[Excerpts from a location annotation dataset]

___

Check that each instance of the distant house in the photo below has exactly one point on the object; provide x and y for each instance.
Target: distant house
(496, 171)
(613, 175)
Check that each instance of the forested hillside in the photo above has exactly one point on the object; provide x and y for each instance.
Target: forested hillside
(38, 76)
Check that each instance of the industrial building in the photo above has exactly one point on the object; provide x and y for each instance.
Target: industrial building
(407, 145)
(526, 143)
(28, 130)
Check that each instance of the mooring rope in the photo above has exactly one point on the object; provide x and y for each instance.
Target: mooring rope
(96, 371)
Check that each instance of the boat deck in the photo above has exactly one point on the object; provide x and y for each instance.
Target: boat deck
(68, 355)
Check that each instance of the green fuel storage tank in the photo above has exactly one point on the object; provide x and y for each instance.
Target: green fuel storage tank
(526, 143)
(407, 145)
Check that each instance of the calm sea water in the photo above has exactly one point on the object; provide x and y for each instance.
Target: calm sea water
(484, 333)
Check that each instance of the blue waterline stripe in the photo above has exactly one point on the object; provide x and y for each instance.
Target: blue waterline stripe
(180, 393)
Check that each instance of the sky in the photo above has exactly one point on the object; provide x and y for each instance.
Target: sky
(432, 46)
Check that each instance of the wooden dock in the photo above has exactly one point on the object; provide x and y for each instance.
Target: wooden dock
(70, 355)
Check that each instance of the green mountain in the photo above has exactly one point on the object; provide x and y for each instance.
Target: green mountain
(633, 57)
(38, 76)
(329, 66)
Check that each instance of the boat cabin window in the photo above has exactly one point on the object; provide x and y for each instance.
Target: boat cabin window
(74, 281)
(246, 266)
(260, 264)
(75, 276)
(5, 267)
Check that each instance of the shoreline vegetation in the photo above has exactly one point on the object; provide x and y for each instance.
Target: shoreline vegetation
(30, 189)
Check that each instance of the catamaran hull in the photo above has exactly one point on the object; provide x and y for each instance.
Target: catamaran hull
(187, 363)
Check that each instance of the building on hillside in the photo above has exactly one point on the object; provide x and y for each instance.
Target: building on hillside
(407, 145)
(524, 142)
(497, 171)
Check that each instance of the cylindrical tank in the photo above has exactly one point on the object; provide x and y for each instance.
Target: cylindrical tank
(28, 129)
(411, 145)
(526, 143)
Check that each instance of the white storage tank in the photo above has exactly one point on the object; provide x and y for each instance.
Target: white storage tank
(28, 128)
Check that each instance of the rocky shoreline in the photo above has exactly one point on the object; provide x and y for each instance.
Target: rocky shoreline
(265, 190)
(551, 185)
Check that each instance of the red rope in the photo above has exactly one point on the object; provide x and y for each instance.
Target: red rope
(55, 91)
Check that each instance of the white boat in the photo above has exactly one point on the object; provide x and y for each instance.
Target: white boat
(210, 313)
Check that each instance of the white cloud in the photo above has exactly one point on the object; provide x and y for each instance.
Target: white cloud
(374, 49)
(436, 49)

___

EXERCISE DESCRIPTION
Can you write out all of the records above word for word, with no changes?

EXERCISE RESPONSE
Check that each instance of the distant house in the photo below has exactly one point on the object; provide x and y for each instance.
Target: distant house
(496, 171)
(613, 175)
Check that each instance of the forested hillside in the photo above has exactly one point on the object; provide x and y for each instance.
Target: forested hillside
(38, 76)
Check that each instance of the industrial building in the photo above has exactly one point on the object; provide x and y for each instance.
Target: industrial building
(407, 145)
(526, 143)
(28, 130)
Check that each instance of the mooring rope in the photo above has exactly one point on the object; provide x and y for each instance.
Target: mooring rope
(96, 371)
Check that each instance of the boat deck in the photo above has exactly one point on the object; provide x and y for each instance.
Target: boat deck
(68, 355)
Check that each instance of the green fuel storage tank in the photo above has exactly one point on the object; provide x and y for each instance.
Target: green fuel storage tank
(526, 143)
(407, 145)
Check that each instance of the calm sea water in the photo above has exactly one point on the object; provide x and y for each instance.
Target: calm sea water
(484, 333)
Check that each instance of the blue waterline stripe in the photo above has exactly one point on the object; provide x and y for each instance.
Target: blue waterline stripe
(180, 393)
Check that each instance of the sky in the photo above has exactly one point on the object; provide x and y for each instance.
Target: sky
(432, 46)
Check that each instance of the wooden dock in the photo above has exactly one point on the object; provide x and y for each instance.
Target: wooden dock
(70, 355)
Check that each instance of the green mountain in the photo above has exactly one point on the object; provide x and y for each instance.
Target: green mountain
(633, 57)
(38, 76)
(329, 66)
Check that each instance of the boat cabin window in the photo above has exactly one point on the object; provide x and y for each instance.
Target: boat cabin window
(74, 281)
(246, 266)
(260, 264)
(75, 276)
(5, 267)
Check that each instance of the shoreline vegetation in the photo above has exactly one point on the object; provide x and y for each instance.
Target: shoreline vegetation
(30, 189)
Check that each instance of the catamaran hull in the photo above has exactly one point on the object; provide x and y for each instance.
Target: catamaran hull
(187, 363)
Check that each instance of the building on hillside in the photo above has exactly one point on the object; provide x and y for each instance.
Target: building on hillside
(407, 145)
(524, 142)
(497, 171)
Check that each instance of the cylindrical tank in the photo above has exactly one point on the object; provide x and y for each instance.
Target: cylindrical tank
(28, 129)
(411, 145)
(526, 143)
Check that each instance of the white storage tank in the photo above has exactly one point on the object; provide x and y for each instance.
Target: white storage tank
(28, 128)
Check that each instance of the rocky shoreline in the photo above has exactly one point on the object; provide x and y for each instance.
Target: rocky shoreline
(265, 190)
(551, 185)
Check that each instance of the red rope in the photo above has exactly one point on the object; provide x and y for each instance.
Target: red rope
(55, 91)
Check that each instance of the white boat in the photo above has exactly one point on the object; provide x and y for each instance.
Target: white boat
(210, 313)
Check that each instance of the white cloud in the photo above has exactly one point on the object; provide x and y for each instance.
Target: white cloud
(374, 49)
(436, 49)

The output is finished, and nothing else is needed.